* _Goal_:
Please give the listing again in its entirety, exactly as written.

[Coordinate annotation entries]
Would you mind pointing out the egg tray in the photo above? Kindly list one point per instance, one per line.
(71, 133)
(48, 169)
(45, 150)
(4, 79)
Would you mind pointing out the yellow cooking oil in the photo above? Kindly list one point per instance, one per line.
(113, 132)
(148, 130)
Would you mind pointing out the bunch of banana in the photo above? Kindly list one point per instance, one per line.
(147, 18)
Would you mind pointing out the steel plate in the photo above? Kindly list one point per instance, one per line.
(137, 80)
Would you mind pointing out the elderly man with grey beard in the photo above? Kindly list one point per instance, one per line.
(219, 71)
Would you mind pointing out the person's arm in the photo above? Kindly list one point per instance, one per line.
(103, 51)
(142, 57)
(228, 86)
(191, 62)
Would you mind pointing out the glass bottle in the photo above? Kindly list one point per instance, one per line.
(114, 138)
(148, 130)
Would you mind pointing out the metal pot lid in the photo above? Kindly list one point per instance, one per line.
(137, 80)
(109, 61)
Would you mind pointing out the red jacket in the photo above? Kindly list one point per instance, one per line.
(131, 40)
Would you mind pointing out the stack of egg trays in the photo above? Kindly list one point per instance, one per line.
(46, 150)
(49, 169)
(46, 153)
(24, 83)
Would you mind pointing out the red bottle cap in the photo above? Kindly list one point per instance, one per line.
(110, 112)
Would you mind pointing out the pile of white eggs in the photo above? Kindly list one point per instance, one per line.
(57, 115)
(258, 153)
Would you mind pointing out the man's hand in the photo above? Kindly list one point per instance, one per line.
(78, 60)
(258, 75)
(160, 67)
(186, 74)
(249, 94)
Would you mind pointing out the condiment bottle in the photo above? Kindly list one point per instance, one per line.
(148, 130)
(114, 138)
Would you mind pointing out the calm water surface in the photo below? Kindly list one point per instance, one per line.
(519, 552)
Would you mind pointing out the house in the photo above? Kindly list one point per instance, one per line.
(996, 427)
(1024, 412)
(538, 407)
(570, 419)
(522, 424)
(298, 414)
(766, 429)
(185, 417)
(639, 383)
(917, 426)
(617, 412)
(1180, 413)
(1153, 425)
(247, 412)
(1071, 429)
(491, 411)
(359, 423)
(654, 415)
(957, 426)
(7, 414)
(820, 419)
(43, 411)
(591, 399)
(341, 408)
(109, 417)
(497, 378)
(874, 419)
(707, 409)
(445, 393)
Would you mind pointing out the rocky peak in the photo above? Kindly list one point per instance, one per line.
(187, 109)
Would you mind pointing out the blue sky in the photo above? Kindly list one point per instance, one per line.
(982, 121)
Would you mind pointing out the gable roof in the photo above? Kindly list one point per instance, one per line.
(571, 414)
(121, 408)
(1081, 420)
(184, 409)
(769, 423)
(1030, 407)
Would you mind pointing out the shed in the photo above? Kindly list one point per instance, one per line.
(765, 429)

* _Problem solution_:
Would you mind pointing out the egg tray in the photo above? Kindly list one point per instance, one per line.
(71, 133)
(48, 169)
(45, 150)
(4, 79)
Would you mind pointing out the yellow cooking oil in the photo above? Kindly list one point per instance, one per line.
(113, 132)
(148, 130)
Would you mind pointing out the bunch of banana in the photo above? Kindly list one point per instance, one per line.
(147, 18)
Would you mind pointing out the steel plate in the photo above? Kindly list one point per instance, one per line.
(137, 80)
Would you mind pointing out the elderly man with grey beard in the photo above? Kindly list one point per instance, one per line.
(219, 71)
Would you mind pointing out the person's arm in the photo above? Kindly list one point per instance, one per line.
(103, 51)
(142, 57)
(228, 86)
(191, 62)
Would you mind pointing out the glass bottle in the photo above? Kindly list one point per instance, one per line.
(114, 138)
(148, 130)
Would you mind pointing out the metal pot lid in the photo above? Kindly list one point per instance, one per line.
(137, 80)
(109, 61)
Would you mind pointing out the red jacket in the photo above? Kindly list one point per instance, one per line.
(131, 40)
Would you mind pointing out the stack of egg trays in the photo above? Kindly list one point per instance, one per line.
(46, 150)
(49, 169)
(46, 153)
(24, 83)
Would you mind pointing out the red bottle cap in the photo above? Kindly list one point per instance, one per line.
(110, 112)
Would you mind pointing out the pile of white eggs in the photo above? Kindly list one point per instance, one per line.
(57, 115)
(258, 153)
Would you mind pointing out the man's hand in the photo above? Kindly list one point per instance, one per line.
(78, 60)
(258, 75)
(160, 67)
(186, 74)
(249, 94)
Would you mind pointing out the condiment bottle in the photo above? Kindly list one point per instance, one per line.
(148, 130)
(114, 138)
Would you mind pointing out the calm water surface in the photo below? Kindly list one point per instance, one per line.
(519, 552)
Would you mind pointing out the house in the photo above? Kindly list one point per instance, one per line.
(996, 427)
(1024, 412)
(538, 407)
(570, 419)
(522, 424)
(298, 414)
(766, 429)
(185, 417)
(639, 383)
(917, 426)
(617, 412)
(1180, 413)
(1153, 425)
(247, 412)
(1071, 429)
(491, 411)
(359, 423)
(654, 415)
(957, 426)
(7, 414)
(820, 419)
(43, 411)
(591, 399)
(341, 408)
(109, 417)
(497, 378)
(874, 419)
(707, 409)
(445, 393)
Would you mind pointing out the rocky peak in the photo above? Kindly list one point per instance, one per line.
(187, 109)
Would you mind pointing out the blue sky in the photo above? Kindly list one point per instance, one per line.
(982, 121)
Would you mind pointing out the gable roof in the photo above? Kindly list one point per instance, one per line.
(571, 414)
(121, 408)
(1081, 420)
(184, 409)
(769, 423)
(1030, 407)
Would you mind pointing out the shed in the photo above? Kindly list one point per instance, one per line.
(765, 429)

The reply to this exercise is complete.